*DATA SHOWN*.
*** Block opens ***
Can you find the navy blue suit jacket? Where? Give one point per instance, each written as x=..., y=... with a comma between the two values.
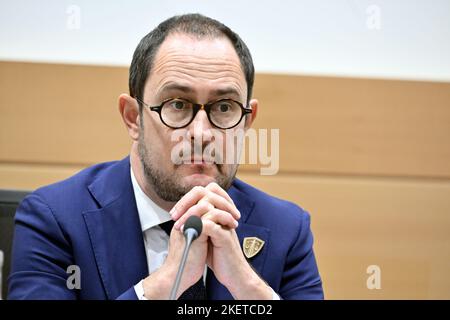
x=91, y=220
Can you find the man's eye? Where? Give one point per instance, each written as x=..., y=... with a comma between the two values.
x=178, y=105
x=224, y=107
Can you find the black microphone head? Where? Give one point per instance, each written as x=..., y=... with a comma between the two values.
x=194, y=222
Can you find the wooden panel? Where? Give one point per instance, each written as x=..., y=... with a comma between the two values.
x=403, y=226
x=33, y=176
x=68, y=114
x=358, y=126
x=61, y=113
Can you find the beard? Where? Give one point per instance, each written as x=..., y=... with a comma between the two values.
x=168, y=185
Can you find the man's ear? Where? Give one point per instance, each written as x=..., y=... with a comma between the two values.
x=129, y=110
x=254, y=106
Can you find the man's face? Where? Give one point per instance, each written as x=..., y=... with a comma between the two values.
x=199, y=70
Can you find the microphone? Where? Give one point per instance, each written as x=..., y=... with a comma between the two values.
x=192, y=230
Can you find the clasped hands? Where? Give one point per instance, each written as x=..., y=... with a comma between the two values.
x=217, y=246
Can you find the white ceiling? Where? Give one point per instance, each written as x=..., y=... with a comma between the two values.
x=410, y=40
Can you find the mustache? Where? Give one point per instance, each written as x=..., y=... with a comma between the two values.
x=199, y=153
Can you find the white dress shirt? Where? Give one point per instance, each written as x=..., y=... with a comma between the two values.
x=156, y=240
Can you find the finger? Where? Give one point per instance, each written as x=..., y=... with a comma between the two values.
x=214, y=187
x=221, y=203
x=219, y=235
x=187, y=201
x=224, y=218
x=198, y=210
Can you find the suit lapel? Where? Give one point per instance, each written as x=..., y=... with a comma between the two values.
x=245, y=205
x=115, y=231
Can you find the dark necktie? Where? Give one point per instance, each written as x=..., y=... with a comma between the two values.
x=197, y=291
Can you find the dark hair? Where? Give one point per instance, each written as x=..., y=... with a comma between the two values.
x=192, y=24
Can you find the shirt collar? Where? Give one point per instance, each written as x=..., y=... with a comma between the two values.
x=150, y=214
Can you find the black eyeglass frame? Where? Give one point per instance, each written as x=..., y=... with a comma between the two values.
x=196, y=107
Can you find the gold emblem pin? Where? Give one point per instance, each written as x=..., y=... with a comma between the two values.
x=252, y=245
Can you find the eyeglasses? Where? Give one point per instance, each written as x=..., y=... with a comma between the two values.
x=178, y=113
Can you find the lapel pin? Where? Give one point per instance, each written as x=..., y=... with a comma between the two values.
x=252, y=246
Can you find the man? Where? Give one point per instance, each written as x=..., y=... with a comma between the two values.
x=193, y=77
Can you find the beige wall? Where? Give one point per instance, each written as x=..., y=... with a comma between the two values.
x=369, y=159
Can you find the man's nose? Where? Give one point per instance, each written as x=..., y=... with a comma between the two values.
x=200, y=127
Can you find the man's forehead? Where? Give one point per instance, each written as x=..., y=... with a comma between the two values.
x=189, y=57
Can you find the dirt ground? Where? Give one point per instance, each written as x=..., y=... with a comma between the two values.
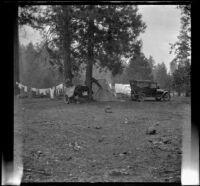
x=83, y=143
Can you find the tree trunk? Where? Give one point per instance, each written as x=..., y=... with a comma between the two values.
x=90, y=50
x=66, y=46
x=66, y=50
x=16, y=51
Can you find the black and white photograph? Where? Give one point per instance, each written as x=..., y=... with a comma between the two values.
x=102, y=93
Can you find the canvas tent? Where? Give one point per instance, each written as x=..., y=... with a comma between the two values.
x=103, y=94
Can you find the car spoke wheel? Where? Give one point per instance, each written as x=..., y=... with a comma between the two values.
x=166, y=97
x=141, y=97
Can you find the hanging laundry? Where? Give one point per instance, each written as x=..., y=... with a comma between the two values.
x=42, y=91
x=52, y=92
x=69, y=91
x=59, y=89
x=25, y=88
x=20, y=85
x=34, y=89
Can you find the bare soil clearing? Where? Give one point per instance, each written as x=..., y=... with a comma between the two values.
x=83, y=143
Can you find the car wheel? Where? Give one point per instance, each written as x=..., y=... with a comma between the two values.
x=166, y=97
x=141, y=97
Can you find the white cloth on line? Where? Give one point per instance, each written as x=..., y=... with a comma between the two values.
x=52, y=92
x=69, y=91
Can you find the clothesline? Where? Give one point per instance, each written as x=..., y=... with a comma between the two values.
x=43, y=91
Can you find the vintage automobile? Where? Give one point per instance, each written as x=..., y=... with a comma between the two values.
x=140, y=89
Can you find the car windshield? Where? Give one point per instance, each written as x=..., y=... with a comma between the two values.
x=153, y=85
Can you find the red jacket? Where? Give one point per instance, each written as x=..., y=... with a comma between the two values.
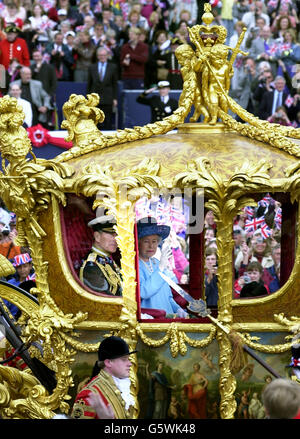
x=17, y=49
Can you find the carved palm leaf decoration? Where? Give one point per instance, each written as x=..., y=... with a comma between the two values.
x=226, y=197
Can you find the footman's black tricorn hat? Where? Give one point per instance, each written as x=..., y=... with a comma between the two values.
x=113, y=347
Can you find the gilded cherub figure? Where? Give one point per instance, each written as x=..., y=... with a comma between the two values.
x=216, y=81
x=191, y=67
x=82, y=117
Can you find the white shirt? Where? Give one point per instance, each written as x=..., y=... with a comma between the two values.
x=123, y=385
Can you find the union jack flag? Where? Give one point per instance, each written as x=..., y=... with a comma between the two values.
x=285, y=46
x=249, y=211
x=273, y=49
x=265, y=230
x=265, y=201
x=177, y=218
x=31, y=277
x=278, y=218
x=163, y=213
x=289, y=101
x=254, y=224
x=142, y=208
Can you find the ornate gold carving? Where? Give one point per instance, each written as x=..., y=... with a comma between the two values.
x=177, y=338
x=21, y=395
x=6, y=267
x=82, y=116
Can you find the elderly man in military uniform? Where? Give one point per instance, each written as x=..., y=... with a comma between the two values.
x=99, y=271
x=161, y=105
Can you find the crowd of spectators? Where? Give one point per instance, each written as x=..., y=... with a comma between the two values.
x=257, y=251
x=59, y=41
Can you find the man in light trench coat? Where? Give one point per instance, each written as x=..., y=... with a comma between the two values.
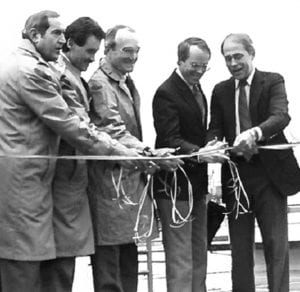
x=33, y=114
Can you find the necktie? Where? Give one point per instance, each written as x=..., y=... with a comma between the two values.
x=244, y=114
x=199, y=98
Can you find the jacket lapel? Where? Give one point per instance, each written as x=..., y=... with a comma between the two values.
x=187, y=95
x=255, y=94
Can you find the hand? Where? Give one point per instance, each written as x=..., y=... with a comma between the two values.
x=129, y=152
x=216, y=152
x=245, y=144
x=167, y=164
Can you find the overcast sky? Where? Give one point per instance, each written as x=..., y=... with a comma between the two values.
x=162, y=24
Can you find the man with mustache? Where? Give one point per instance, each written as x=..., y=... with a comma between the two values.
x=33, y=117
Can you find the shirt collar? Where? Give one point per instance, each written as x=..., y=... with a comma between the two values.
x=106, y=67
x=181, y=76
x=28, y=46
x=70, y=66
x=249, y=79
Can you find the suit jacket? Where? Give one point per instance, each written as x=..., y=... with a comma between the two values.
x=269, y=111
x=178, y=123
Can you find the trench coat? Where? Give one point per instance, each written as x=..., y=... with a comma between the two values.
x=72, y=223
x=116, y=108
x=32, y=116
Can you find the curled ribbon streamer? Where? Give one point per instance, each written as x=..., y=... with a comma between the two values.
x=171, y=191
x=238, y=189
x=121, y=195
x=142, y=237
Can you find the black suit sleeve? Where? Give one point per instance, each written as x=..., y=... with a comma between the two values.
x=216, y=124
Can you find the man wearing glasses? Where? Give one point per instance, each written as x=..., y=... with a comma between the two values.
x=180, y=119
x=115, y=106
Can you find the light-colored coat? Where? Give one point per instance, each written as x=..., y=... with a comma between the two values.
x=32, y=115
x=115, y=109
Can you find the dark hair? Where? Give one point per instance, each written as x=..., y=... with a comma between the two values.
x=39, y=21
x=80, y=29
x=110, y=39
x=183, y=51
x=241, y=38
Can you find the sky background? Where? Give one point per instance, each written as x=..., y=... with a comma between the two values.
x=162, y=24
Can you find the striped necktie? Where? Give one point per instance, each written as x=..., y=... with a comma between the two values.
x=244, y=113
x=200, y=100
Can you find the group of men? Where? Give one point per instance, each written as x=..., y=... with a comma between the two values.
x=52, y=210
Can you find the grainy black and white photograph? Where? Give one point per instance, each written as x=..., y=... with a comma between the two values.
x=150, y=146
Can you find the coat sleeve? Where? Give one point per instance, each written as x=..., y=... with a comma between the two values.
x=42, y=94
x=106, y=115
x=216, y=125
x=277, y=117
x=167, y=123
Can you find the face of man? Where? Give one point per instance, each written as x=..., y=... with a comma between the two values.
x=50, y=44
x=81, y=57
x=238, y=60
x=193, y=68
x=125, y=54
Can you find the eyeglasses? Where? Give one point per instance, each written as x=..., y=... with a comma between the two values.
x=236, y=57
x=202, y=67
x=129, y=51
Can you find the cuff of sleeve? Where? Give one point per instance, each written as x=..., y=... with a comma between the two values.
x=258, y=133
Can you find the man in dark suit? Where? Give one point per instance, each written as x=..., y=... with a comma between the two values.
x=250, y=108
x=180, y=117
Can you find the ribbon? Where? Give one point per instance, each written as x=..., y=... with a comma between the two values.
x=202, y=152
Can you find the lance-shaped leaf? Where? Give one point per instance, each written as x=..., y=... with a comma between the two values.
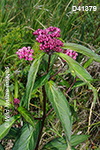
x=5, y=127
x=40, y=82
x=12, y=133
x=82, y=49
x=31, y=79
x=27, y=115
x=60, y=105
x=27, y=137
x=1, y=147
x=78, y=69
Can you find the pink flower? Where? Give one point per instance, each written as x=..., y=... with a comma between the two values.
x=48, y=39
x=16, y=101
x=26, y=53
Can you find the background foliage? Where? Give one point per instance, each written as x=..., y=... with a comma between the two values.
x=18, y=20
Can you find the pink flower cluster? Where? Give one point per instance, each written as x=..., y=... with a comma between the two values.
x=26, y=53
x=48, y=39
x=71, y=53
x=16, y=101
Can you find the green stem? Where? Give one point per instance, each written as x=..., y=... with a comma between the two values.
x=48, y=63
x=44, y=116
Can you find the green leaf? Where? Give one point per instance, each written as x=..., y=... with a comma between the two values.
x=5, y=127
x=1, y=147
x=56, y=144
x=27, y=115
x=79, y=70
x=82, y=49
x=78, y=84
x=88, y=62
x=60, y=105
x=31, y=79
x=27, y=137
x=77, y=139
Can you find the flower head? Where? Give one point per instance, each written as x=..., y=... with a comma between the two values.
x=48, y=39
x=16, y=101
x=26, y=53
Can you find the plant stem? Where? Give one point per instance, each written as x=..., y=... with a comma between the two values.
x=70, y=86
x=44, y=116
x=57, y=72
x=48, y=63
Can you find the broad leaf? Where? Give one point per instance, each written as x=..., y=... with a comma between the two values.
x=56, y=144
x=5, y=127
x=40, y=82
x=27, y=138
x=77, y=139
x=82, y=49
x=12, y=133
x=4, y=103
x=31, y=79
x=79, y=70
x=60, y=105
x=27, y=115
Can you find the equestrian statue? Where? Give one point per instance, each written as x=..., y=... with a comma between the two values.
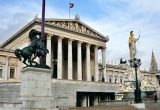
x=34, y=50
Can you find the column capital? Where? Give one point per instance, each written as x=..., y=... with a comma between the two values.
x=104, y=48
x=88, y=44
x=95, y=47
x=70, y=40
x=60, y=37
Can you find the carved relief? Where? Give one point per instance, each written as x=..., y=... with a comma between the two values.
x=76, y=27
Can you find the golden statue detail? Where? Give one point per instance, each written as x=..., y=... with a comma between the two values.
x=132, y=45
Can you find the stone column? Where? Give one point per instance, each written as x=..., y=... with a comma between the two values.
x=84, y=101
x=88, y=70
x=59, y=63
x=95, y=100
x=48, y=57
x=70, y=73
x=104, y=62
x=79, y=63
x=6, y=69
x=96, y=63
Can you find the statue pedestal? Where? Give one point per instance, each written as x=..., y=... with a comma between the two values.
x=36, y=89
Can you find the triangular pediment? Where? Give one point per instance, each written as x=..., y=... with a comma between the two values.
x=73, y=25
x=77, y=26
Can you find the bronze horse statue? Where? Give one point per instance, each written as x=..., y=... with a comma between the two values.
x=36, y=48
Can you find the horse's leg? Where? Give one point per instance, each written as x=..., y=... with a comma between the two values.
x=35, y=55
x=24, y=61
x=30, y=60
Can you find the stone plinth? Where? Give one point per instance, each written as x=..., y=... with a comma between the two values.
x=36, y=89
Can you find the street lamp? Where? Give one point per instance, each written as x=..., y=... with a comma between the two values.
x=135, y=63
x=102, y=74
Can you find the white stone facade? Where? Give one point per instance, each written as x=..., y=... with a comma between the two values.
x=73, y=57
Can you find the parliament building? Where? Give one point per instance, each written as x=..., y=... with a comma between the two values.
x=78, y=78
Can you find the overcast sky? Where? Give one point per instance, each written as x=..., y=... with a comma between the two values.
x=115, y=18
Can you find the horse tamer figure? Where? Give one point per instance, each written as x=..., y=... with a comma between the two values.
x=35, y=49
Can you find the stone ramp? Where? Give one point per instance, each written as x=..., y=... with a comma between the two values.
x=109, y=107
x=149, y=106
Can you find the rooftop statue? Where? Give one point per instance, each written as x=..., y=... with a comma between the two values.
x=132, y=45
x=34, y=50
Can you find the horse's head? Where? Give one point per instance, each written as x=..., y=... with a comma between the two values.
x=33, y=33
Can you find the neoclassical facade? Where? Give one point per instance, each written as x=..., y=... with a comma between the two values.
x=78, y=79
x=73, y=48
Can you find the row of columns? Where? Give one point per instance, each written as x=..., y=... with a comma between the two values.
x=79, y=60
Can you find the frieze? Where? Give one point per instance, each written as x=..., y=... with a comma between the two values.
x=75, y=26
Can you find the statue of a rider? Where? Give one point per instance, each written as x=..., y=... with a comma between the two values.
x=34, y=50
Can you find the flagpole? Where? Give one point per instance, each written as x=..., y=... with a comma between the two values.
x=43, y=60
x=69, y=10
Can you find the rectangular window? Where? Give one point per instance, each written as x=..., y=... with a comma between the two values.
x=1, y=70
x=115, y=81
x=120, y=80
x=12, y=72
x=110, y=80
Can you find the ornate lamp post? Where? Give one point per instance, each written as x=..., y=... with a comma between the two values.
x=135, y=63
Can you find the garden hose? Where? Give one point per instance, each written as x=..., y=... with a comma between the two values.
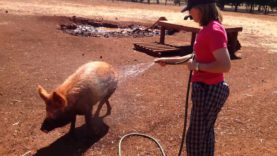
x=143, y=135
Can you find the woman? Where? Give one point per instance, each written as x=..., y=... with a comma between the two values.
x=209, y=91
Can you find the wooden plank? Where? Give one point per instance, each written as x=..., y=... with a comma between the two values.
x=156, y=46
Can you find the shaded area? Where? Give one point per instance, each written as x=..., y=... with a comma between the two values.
*** Block closes ***
*EXERCISE*. Find the line holding "Can you find the horse's head?" in the data above. Retype it and every later line exactly, through the end, but not the pictures.

*RESPONSE TO THE TASK*.
Can you find the horse's head? Where? Give one point per instance, each written as x=..., y=... with a comma between the two values.
x=33, y=33
Can you find the neoclassical facade? Where? Give one point per instance, each written as x=..., y=... with a comma between the two values.
x=78, y=79
x=73, y=48
Can you find the row of columns? Where? Give one point per instance, each written as x=..., y=... with a comma between the two values.
x=79, y=60
Can you find the frieze? Where? Give one point per instance, each written as x=..., y=... with a comma between the two values.
x=75, y=26
Can you find the statue of a rider? Where? Give one point per instance, each written as x=..., y=... with a comma between the two values.
x=34, y=50
Can you find the flagpole? Where? Give one point per instance, each written as x=..., y=... with a comma between the two values.
x=43, y=60
x=69, y=10
Can you find the rectangular window? Where? Give one point per instance, each written as x=..., y=... with a comma between the two values.
x=1, y=70
x=115, y=81
x=120, y=80
x=12, y=72
x=110, y=80
Can you find the ornate lamp post? Where? Give one point per instance, each written as x=..., y=... with a comma between the two values.
x=135, y=63
Can you find the garden hose? Where? Give one point per instance, each written as x=..., y=... with a comma between the two values.
x=143, y=135
Can you find the woman? Where? Give one point per instance, each written as x=..., y=... with a comma between the two values.
x=209, y=91
Can you find the wooden plank? Where? Give one point per instance, each written as x=..., y=... with a comma between the two values.
x=156, y=46
Can you find the shaded area? Where? Give one point per instance, each written as x=..., y=... with a comma between the two values.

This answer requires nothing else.